THE PROBLEM. Pull out every line in the collected data entries below that contains the word "loose".

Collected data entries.
--

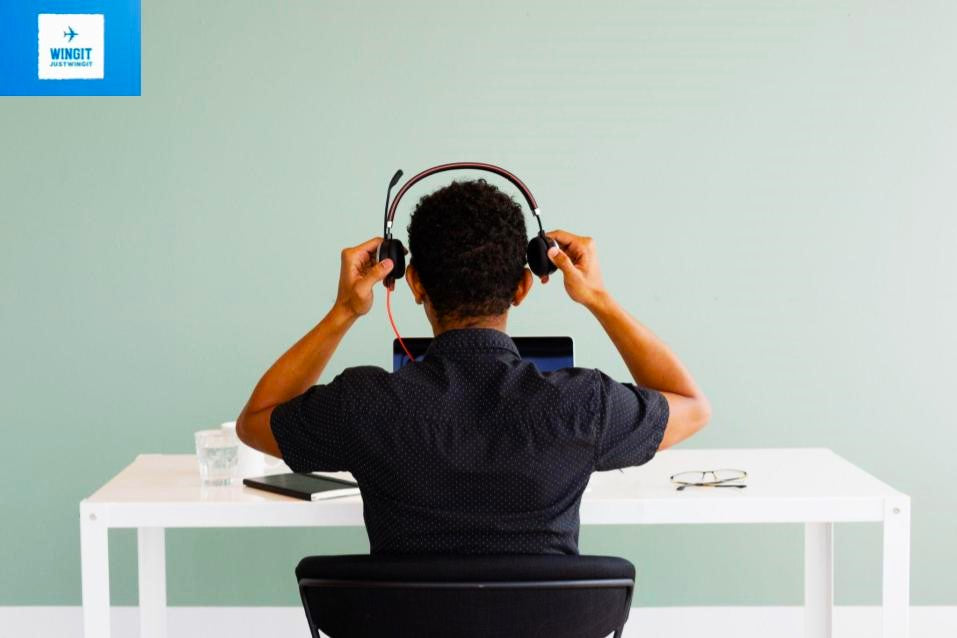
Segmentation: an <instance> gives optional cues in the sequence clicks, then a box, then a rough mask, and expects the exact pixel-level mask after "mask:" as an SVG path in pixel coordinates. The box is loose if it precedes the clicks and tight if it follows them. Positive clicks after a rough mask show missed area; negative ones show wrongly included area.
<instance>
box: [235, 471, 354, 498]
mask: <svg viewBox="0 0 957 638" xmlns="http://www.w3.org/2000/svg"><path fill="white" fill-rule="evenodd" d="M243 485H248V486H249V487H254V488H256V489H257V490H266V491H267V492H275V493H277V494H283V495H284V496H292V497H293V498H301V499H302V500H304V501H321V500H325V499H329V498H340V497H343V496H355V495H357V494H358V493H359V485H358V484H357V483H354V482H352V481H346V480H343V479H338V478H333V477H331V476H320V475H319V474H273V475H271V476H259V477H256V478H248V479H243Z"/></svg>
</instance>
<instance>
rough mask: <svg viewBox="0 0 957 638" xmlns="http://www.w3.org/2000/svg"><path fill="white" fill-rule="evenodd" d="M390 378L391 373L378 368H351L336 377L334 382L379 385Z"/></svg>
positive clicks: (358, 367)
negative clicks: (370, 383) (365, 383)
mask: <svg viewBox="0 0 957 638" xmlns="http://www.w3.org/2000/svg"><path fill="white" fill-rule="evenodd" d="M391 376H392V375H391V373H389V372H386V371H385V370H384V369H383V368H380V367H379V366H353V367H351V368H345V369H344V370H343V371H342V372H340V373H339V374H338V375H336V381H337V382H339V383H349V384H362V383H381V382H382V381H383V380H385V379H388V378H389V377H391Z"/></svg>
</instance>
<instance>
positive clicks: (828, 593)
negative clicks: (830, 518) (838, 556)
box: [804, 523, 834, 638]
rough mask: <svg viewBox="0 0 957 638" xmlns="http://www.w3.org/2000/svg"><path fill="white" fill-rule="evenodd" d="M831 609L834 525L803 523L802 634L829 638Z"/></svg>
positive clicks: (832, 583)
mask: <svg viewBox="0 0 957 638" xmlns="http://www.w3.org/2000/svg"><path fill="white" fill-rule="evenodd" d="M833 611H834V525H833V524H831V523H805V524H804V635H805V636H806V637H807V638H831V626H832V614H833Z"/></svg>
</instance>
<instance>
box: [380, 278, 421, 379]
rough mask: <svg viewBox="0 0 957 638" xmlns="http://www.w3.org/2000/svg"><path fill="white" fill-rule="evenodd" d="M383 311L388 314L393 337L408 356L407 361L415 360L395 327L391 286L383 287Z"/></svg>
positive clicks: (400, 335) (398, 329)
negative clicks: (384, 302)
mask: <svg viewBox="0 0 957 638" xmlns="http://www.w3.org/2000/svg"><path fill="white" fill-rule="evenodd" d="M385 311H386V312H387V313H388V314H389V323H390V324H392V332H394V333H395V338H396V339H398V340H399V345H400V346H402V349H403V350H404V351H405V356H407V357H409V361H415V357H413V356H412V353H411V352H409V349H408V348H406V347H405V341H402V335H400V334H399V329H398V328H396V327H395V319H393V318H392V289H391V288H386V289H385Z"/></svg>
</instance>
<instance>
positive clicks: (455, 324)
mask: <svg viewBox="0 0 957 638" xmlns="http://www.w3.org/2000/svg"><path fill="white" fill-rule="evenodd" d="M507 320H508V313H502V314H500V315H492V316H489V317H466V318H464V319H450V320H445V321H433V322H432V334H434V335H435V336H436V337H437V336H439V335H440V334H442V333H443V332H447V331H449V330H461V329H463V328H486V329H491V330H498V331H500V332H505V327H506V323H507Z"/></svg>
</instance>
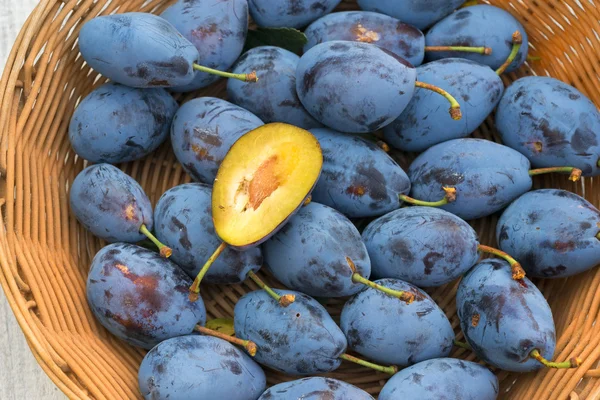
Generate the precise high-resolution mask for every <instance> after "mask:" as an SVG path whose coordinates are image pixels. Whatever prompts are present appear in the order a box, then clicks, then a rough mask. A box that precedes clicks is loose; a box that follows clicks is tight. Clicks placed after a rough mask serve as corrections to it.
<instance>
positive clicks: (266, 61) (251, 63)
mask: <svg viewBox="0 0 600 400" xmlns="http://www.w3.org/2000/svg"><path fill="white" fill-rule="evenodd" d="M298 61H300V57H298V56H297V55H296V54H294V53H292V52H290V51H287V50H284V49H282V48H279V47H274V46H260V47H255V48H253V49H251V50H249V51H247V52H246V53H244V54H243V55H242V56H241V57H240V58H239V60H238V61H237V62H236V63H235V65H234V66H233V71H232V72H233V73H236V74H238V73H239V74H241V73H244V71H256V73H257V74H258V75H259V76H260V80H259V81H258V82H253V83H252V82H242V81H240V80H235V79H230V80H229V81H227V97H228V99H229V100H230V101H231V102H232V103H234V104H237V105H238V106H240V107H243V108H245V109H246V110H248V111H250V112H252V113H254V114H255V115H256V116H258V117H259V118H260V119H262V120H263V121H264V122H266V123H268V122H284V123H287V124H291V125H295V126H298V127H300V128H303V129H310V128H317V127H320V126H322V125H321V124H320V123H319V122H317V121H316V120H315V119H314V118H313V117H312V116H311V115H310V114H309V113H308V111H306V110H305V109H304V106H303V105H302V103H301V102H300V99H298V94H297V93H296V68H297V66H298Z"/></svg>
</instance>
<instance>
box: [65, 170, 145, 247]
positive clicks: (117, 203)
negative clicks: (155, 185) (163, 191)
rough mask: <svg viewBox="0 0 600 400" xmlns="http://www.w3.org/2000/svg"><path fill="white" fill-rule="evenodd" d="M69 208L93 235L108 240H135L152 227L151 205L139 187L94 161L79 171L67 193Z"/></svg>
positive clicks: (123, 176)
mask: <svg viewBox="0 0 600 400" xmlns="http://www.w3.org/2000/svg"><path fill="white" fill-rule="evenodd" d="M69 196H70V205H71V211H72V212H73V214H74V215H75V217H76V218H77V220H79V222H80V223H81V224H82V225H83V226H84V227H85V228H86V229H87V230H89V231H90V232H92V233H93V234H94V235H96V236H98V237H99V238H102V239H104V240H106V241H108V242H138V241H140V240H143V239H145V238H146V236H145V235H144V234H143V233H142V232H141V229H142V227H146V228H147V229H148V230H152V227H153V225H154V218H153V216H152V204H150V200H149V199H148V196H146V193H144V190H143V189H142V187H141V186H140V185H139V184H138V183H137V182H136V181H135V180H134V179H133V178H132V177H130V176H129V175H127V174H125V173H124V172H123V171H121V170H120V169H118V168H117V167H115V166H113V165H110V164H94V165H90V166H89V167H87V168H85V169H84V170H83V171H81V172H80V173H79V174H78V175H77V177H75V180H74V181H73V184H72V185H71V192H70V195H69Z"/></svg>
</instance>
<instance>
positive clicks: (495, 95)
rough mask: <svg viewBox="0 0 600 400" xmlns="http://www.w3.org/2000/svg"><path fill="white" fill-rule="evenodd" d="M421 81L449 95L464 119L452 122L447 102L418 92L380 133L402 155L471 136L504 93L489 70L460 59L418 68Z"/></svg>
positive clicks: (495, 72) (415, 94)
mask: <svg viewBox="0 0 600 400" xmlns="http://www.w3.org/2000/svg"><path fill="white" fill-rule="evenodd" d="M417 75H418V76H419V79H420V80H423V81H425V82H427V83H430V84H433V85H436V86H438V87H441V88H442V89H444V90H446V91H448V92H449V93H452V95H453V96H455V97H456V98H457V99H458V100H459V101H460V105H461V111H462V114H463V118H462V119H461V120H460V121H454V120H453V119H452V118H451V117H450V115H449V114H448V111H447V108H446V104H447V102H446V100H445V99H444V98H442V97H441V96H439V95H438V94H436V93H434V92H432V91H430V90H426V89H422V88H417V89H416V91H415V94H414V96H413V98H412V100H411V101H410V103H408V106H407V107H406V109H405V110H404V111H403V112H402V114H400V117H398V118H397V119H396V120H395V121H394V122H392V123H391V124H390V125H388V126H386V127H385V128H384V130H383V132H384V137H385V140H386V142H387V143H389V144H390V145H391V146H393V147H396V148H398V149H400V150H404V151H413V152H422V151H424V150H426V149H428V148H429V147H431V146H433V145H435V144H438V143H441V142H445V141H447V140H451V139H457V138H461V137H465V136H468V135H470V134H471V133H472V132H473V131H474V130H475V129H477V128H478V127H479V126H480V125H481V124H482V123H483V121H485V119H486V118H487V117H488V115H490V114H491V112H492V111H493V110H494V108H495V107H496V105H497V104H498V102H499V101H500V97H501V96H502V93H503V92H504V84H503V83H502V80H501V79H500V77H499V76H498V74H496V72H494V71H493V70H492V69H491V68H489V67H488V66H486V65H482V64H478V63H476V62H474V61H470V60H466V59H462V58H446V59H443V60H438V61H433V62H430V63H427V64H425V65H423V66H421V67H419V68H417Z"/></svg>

--

WRITTEN REPLY.
Segmentation: an <instance> gives optional cues in the sequence clicks, then a box, then a rough mask, and expects the exact pixel-level mask after "mask:" as an SVG path in pixel coordinates. The box is loose if it precedes the clicks and tight if it follows them. Positive clicks after a rough mask show missed area; negative ones show wrongly included area.
Generate the precise high-resolution mask for every <instance> after "mask:" as an SVG path whose coordinates are image pixels. Whatever prompts are present appear in the order a box, then clicks, then a rough mask. A box that precedes clicks is loose; a box that follows clicks is tight. Clicks placed after a rough mask serve as corrections to it.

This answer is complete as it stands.